Repeat verbatim, and only, the lines of the data below, beginning at the line that contains "Can you find the metal railing?" and stopping after the line that contains "Can you find the man in khaki".

┄┄┄┄┄┄

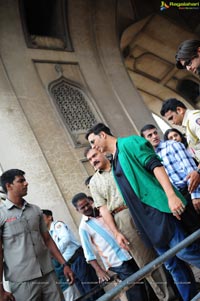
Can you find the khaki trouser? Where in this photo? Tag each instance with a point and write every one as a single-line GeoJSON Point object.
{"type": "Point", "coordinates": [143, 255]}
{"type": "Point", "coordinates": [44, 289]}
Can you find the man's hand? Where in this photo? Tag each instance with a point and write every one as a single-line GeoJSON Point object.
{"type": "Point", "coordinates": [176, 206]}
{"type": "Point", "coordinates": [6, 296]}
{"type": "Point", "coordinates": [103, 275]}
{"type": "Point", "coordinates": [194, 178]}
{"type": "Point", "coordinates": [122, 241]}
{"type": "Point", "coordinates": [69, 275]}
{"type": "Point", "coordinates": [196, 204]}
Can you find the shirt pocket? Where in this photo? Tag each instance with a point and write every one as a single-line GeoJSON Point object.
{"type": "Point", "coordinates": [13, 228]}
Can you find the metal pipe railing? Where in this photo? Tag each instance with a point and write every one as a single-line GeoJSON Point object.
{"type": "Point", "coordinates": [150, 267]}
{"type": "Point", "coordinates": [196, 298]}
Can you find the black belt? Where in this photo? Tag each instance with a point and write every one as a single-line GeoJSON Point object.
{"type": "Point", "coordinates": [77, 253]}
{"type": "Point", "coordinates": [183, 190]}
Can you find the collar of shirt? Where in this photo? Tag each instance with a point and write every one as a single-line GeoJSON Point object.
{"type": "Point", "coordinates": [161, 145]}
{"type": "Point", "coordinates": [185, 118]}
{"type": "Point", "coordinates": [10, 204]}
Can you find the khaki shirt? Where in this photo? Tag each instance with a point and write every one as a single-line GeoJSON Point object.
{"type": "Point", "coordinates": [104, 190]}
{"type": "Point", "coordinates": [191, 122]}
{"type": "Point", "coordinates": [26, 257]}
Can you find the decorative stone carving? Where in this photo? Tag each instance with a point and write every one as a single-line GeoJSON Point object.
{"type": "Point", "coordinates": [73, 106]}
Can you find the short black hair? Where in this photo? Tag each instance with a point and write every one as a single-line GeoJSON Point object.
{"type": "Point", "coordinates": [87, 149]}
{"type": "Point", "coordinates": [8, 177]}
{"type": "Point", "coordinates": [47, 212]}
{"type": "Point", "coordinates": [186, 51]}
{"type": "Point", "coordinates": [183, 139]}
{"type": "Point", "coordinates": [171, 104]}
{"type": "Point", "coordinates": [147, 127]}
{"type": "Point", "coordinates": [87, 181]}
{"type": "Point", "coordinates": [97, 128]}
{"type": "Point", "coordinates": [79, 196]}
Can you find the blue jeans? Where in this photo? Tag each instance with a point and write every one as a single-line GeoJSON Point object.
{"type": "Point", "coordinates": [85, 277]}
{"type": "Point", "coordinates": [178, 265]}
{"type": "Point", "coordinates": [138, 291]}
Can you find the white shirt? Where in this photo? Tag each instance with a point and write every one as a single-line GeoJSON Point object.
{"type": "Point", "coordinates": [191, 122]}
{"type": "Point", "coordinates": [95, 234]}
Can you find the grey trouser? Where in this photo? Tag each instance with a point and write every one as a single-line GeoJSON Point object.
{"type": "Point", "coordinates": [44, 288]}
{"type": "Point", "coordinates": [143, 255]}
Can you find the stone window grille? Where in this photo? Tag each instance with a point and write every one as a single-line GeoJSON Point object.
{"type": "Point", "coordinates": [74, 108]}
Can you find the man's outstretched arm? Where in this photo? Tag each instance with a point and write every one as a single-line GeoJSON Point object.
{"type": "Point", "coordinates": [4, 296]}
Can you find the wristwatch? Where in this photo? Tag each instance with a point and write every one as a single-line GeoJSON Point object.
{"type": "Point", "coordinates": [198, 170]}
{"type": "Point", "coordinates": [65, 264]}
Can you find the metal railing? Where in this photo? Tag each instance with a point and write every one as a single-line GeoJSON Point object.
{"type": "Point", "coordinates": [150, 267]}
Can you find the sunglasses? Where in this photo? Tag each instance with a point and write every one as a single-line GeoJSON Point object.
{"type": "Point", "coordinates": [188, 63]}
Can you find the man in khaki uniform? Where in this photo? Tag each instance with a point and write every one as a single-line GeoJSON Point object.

┄┄┄┄┄┄

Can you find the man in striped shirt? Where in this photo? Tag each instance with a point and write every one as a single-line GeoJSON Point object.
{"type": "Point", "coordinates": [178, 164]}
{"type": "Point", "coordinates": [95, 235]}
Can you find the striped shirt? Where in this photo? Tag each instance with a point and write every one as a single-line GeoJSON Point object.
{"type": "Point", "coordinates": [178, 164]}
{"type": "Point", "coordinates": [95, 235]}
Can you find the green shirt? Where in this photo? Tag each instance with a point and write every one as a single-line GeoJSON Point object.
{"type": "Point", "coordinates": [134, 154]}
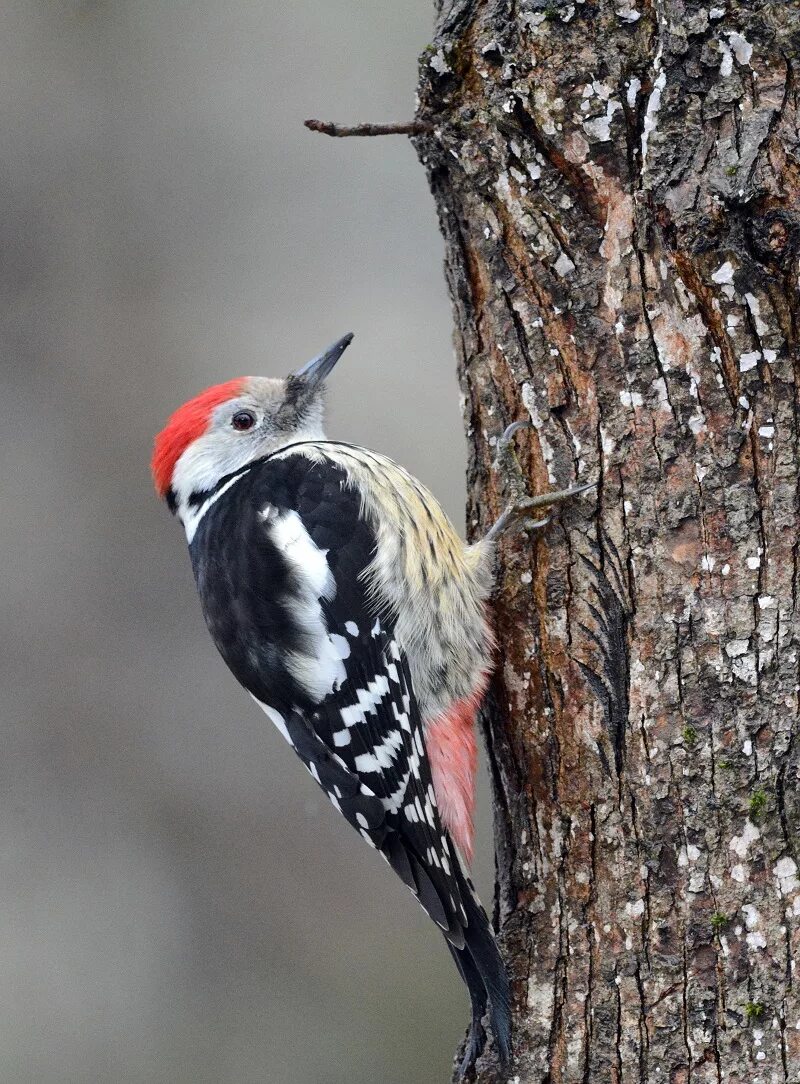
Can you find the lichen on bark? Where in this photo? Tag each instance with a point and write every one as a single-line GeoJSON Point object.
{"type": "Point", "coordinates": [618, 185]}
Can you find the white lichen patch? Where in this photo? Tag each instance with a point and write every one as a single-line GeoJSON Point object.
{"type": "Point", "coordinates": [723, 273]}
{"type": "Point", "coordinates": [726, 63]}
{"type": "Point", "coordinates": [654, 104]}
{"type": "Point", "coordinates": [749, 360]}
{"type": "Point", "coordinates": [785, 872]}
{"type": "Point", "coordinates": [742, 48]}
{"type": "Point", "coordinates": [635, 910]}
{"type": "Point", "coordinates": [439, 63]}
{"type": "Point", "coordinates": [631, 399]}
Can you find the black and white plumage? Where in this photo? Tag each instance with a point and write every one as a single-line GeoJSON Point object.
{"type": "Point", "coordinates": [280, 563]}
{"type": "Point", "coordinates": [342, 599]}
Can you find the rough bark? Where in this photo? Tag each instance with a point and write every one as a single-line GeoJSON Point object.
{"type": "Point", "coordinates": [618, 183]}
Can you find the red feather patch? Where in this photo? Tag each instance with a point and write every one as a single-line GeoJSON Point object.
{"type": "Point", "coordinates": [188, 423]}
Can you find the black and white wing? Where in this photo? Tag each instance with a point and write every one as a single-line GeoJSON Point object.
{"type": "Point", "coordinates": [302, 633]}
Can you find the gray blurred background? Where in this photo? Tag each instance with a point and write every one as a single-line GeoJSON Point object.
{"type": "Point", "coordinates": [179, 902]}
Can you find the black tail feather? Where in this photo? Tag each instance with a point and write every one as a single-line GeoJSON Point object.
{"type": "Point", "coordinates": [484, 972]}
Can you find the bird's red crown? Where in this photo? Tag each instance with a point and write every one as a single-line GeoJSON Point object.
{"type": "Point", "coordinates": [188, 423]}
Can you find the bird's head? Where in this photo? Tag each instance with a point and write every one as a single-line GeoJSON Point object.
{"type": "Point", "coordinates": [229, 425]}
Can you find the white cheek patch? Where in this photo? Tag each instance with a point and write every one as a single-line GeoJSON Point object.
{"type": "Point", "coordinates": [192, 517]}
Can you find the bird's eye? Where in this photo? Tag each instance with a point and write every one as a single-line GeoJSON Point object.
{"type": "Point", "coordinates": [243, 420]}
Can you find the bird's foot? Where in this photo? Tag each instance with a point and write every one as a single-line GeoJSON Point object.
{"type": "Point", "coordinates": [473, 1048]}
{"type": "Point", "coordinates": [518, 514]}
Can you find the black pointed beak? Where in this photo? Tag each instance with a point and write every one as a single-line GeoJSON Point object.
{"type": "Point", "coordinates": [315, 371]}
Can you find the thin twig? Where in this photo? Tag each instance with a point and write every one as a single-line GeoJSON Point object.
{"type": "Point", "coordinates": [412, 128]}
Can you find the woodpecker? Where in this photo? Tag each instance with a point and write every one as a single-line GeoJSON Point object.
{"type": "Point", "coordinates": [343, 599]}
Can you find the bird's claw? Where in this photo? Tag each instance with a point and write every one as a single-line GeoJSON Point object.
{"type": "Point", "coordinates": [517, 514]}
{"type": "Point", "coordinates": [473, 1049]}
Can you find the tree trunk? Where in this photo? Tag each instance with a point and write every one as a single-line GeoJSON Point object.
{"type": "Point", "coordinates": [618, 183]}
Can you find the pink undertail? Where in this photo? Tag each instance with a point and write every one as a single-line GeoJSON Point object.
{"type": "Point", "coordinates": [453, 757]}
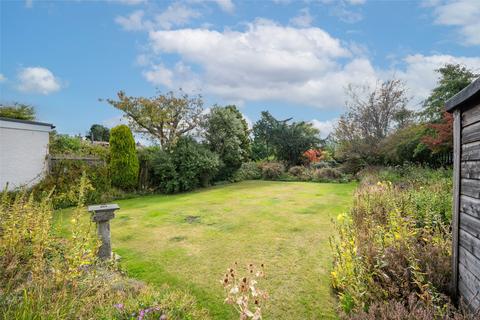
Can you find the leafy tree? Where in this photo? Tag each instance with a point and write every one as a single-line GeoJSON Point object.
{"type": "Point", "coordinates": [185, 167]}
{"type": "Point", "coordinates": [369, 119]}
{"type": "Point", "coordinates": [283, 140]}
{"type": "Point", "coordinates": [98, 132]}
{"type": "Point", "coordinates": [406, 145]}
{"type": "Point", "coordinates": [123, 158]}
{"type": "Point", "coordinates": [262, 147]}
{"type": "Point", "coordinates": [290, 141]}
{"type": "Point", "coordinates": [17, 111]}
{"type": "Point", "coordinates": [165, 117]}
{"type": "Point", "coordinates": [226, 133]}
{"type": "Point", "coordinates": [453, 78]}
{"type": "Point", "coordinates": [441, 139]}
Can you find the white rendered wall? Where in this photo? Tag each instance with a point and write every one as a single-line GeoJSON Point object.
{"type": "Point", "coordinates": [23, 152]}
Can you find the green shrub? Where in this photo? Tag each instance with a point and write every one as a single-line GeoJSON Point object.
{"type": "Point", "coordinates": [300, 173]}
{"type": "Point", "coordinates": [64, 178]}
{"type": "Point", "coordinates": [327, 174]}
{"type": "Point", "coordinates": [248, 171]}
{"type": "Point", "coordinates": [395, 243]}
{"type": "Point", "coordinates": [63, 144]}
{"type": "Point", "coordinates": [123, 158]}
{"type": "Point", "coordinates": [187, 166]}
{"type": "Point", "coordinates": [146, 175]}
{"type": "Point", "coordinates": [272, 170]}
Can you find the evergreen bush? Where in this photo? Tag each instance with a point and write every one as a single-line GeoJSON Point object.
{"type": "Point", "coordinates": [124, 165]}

┄┄┄┄┄┄

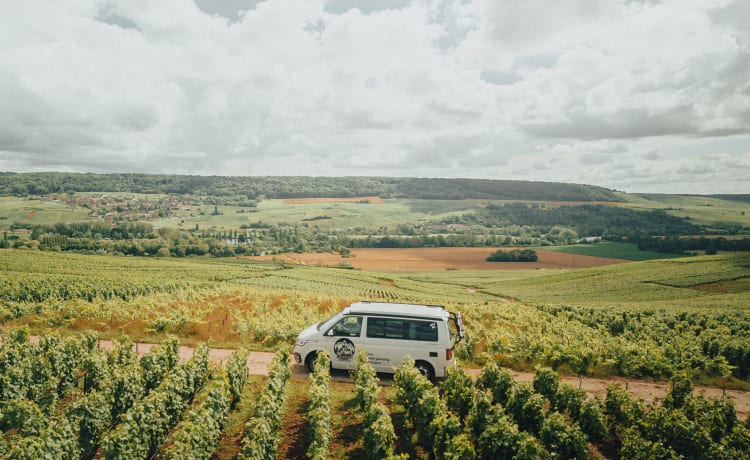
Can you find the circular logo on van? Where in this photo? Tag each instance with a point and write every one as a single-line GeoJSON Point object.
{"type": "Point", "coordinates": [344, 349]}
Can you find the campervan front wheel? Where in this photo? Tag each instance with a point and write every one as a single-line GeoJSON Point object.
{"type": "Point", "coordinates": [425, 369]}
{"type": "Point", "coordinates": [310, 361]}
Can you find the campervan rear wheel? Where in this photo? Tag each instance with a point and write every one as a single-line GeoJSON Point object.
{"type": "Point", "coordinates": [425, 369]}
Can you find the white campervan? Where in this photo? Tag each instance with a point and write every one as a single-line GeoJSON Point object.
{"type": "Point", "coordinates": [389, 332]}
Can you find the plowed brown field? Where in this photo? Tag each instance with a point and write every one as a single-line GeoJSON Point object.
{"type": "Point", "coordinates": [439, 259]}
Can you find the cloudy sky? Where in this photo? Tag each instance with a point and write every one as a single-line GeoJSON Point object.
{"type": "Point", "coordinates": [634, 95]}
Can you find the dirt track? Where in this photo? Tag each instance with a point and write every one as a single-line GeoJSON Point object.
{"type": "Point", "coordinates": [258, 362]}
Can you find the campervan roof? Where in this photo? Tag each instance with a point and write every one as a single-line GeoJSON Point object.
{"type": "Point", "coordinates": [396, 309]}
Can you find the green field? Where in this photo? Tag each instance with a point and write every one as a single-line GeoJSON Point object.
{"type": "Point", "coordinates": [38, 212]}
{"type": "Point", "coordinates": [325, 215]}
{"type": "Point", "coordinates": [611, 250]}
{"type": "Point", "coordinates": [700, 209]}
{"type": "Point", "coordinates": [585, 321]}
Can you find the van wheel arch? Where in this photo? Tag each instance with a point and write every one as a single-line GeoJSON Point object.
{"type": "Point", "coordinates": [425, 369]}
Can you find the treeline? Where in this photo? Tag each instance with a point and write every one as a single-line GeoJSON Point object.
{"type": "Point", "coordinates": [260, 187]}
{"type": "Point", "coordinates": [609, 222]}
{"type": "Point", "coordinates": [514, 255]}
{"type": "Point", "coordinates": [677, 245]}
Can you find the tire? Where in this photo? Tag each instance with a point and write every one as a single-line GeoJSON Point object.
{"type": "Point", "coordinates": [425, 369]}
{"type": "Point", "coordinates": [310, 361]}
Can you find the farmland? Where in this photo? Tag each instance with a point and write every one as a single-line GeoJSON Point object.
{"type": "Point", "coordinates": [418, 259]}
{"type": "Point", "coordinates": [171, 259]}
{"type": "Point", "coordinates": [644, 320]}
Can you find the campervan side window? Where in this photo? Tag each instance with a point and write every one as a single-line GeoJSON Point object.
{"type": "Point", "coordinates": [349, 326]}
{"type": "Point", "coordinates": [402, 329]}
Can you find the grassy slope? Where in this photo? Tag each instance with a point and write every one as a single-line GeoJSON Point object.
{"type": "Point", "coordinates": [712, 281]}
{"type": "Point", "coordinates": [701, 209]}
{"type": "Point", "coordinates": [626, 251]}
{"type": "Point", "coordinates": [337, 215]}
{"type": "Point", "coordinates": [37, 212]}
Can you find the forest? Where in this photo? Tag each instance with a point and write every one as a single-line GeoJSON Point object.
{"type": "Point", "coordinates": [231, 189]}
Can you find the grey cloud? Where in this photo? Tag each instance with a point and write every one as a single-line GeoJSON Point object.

┄┄┄┄┄┄

Exercise response:
Can you find the metal railing? Where in this photo? Tag each instance with a point and write every one as a single-line GeoJSON Point object.
{"type": "Point", "coordinates": [150, 267]}
Can you find the sunglasses? Where in this photo? Tag each instance with a point and write every one as a single-line GeoJSON Point object.
{"type": "Point", "coordinates": [188, 63]}
Can you find the man in khaki uniform? Where in this photo? Tag each instance with a point and write every one as a single-line GeoJSON Point object.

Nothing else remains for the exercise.